The problem >> Count the lines of the material below that contain the string "step", with case taken into account, and give only the number.

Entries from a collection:
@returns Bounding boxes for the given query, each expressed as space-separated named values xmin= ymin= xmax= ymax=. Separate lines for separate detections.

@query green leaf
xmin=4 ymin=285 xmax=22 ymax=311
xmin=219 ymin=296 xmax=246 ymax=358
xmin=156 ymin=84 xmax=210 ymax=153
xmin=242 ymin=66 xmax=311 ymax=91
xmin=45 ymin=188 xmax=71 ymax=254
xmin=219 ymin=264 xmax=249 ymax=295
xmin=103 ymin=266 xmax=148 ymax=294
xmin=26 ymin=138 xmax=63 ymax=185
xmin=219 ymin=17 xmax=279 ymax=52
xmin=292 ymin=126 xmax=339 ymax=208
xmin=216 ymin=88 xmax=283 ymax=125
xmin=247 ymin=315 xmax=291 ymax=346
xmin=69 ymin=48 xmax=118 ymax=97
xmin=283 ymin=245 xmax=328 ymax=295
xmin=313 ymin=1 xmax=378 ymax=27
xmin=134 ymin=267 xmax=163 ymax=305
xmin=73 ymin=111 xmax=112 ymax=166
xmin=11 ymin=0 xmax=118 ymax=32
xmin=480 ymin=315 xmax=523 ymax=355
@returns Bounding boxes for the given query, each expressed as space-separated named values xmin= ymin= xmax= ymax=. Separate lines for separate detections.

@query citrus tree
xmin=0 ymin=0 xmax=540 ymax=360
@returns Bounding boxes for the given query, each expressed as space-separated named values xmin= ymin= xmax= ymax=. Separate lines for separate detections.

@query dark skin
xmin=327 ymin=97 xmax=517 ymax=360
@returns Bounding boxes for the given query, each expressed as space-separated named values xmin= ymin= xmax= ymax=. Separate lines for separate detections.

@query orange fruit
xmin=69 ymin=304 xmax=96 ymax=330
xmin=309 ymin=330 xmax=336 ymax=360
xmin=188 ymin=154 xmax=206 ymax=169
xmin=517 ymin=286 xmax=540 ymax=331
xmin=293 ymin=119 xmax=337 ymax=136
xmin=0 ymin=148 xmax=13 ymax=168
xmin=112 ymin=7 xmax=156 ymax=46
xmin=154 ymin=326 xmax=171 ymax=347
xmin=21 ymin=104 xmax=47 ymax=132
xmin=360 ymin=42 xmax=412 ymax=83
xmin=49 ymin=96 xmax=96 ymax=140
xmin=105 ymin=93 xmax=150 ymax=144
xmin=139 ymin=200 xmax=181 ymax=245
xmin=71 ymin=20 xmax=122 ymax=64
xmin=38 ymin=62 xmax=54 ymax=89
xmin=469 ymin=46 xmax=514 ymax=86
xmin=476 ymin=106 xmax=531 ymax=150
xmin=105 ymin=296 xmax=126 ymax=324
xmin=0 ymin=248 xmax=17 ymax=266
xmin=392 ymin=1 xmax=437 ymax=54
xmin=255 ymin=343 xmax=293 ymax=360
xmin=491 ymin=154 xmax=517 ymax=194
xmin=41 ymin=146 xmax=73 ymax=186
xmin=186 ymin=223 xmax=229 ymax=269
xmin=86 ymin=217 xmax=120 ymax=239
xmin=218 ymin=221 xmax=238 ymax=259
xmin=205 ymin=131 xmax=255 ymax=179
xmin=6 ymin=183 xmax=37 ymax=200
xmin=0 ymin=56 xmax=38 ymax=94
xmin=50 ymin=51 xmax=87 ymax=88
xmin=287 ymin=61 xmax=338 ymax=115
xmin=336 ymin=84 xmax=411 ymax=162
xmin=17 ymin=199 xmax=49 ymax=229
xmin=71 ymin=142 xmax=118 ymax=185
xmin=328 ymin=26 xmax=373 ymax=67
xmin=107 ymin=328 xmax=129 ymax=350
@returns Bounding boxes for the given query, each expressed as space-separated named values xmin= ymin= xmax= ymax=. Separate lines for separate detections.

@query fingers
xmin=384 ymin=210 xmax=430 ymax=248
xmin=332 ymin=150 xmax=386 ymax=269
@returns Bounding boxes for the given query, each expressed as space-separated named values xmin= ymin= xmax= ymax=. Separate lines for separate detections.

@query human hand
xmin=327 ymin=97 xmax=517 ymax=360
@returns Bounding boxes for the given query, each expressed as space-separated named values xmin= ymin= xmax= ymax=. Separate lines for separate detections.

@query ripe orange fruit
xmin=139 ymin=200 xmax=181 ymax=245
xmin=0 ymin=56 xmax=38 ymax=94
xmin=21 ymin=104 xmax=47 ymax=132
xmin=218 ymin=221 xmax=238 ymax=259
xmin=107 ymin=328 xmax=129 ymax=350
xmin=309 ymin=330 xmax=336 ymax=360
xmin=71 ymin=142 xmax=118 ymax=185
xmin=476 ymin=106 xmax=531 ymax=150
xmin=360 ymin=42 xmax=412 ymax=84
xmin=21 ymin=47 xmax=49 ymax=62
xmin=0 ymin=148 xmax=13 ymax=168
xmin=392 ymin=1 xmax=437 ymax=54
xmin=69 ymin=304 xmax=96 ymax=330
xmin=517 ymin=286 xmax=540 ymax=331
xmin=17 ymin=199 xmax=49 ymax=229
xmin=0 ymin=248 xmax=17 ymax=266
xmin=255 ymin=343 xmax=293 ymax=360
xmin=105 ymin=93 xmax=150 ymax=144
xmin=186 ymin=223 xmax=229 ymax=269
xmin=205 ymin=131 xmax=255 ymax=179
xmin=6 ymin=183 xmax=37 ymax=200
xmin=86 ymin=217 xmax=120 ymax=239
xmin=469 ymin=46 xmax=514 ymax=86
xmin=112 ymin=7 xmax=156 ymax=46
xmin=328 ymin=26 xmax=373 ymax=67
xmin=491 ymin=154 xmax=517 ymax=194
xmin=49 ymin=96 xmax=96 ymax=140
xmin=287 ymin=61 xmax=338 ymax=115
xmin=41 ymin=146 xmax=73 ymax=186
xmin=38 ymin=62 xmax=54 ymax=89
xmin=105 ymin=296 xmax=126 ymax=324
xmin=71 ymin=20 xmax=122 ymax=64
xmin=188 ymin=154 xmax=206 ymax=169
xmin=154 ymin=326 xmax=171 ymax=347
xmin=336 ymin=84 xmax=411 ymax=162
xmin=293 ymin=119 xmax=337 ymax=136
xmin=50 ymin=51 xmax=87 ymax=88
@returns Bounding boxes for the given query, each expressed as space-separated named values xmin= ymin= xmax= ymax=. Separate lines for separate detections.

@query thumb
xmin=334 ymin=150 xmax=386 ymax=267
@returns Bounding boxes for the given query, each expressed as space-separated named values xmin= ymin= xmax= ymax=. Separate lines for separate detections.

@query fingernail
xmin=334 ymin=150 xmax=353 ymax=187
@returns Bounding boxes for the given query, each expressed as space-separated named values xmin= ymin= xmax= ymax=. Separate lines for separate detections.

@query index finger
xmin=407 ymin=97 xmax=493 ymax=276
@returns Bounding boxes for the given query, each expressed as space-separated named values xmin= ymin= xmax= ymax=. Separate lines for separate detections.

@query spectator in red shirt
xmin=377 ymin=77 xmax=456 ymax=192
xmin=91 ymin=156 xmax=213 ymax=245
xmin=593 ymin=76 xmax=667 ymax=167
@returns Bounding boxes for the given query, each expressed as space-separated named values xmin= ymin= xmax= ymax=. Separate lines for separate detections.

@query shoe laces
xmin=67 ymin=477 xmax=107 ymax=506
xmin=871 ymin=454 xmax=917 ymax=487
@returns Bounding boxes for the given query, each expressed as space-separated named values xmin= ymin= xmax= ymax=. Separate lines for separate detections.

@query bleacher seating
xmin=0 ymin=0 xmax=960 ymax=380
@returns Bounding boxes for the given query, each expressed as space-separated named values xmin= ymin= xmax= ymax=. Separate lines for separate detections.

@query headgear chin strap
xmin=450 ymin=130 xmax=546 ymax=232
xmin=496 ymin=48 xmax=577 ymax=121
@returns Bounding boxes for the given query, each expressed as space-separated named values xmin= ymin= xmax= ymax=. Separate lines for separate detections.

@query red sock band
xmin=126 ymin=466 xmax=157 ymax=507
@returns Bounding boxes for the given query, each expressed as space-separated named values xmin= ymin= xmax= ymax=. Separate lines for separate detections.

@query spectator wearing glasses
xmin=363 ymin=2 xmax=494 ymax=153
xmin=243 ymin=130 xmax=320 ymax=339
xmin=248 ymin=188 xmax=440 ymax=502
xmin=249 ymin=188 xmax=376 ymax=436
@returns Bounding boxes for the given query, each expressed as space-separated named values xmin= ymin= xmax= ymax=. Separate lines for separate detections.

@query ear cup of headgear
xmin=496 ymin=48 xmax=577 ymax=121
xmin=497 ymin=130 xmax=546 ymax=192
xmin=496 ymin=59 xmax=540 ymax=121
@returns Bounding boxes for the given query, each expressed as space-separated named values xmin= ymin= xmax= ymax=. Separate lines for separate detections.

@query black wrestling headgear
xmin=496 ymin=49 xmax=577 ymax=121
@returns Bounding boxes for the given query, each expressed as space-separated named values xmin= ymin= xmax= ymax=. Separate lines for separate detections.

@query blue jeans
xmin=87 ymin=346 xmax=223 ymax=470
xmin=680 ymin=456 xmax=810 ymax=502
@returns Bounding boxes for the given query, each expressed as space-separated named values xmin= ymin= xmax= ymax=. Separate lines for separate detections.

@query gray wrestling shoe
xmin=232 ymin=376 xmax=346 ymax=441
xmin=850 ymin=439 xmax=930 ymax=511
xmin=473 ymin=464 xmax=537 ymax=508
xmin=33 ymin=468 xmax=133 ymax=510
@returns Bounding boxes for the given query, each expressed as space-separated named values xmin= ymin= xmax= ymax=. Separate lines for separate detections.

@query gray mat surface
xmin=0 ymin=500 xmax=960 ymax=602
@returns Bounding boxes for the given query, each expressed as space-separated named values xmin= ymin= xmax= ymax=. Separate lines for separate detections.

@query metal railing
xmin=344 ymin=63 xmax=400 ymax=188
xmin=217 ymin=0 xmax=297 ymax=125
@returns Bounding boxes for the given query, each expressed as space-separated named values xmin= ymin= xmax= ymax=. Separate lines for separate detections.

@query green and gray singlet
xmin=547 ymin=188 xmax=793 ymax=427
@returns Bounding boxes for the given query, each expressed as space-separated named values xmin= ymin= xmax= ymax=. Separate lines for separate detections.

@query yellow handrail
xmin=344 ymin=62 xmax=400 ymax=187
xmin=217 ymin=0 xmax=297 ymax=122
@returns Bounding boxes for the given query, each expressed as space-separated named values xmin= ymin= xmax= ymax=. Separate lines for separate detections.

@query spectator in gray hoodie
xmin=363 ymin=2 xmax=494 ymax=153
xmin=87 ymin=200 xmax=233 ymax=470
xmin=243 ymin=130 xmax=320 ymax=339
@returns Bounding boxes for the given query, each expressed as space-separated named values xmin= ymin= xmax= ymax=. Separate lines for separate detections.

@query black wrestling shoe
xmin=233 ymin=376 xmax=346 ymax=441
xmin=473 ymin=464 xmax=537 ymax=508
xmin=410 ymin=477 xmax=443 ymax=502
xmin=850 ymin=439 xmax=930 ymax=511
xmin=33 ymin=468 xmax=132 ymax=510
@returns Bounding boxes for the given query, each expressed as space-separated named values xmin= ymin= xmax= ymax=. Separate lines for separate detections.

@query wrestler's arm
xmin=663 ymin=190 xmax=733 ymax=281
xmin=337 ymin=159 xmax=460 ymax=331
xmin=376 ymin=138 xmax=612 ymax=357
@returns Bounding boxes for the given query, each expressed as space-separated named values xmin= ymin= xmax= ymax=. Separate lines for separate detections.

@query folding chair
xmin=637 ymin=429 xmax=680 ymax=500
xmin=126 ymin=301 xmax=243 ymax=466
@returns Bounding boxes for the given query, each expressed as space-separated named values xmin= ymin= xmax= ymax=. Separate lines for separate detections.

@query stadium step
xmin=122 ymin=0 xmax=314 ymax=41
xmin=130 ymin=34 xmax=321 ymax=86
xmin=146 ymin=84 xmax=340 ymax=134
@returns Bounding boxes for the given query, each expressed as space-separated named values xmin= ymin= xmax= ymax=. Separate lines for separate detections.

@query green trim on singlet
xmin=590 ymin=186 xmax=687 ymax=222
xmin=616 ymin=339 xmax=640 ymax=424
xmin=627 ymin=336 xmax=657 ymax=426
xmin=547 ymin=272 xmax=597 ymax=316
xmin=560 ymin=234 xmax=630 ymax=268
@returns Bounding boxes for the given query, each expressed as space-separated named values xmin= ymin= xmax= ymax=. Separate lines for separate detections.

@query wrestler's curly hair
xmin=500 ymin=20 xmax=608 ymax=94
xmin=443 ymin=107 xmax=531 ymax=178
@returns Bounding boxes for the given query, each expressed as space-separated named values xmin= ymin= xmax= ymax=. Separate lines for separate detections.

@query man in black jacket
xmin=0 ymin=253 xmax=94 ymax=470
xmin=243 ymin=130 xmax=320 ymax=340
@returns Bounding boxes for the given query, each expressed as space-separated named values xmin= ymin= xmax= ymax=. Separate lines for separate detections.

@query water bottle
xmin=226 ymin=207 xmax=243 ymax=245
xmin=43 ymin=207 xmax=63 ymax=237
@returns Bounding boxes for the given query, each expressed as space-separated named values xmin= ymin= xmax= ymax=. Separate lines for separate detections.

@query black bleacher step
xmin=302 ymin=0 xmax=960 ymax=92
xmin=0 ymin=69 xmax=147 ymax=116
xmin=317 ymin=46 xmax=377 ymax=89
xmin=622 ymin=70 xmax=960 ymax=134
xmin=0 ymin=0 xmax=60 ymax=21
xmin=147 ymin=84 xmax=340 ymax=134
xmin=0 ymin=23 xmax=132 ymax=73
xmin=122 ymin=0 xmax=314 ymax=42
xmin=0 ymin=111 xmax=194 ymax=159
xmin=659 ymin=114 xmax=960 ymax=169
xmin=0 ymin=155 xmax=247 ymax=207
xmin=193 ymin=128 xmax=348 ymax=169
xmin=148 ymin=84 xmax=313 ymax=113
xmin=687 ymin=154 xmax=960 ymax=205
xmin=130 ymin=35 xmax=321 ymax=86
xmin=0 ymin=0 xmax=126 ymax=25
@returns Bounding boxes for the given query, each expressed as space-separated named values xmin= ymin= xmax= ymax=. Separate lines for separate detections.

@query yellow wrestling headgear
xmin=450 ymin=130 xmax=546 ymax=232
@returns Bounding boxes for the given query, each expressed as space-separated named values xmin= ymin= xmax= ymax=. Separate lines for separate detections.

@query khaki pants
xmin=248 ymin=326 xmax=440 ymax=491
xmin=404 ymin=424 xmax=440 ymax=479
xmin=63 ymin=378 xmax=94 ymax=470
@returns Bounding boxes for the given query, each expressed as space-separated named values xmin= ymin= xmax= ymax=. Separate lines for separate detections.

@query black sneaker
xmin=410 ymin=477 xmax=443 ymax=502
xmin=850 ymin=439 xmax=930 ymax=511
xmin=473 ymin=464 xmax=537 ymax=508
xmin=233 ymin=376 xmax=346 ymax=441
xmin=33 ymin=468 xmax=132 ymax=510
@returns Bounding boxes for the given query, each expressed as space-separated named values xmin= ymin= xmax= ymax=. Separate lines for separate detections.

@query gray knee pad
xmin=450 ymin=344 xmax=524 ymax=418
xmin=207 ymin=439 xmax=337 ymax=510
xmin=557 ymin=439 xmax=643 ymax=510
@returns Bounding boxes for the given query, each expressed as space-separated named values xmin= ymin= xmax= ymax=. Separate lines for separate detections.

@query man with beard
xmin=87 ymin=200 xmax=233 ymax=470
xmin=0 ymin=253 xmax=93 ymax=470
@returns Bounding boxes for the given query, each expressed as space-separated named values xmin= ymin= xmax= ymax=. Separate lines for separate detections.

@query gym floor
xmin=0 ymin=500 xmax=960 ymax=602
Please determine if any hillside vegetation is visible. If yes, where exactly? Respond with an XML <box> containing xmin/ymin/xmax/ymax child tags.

The solution >> 2